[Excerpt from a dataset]
————

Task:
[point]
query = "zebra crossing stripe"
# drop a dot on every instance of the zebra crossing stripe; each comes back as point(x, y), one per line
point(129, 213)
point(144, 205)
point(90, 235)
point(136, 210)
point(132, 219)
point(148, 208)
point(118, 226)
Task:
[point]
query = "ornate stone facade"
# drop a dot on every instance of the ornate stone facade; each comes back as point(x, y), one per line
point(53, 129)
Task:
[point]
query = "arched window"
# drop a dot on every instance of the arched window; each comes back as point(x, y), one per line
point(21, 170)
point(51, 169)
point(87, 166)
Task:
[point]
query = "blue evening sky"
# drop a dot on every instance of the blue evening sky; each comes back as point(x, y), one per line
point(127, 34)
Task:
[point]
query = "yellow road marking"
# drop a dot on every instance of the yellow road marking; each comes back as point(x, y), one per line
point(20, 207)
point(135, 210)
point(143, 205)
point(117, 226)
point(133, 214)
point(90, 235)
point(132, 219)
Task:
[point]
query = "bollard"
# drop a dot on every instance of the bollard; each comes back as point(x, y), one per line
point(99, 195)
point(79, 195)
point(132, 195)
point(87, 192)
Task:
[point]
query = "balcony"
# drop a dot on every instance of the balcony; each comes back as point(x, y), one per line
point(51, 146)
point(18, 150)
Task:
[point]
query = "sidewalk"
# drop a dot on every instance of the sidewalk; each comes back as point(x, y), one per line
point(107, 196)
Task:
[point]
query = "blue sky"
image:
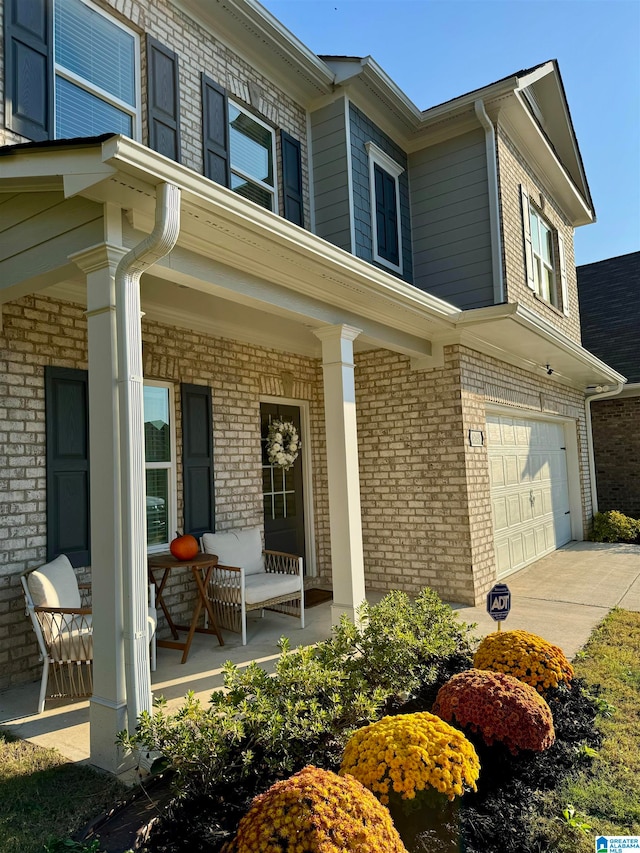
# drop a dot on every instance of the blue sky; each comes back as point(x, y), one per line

————

Gather every line of the material above that contains the string "evening", treating uppercase and lowercase as different.

query = "blue evening sky"
# drop a dot on every instance of the blue evening sky; each comes back as point(x, y), one per line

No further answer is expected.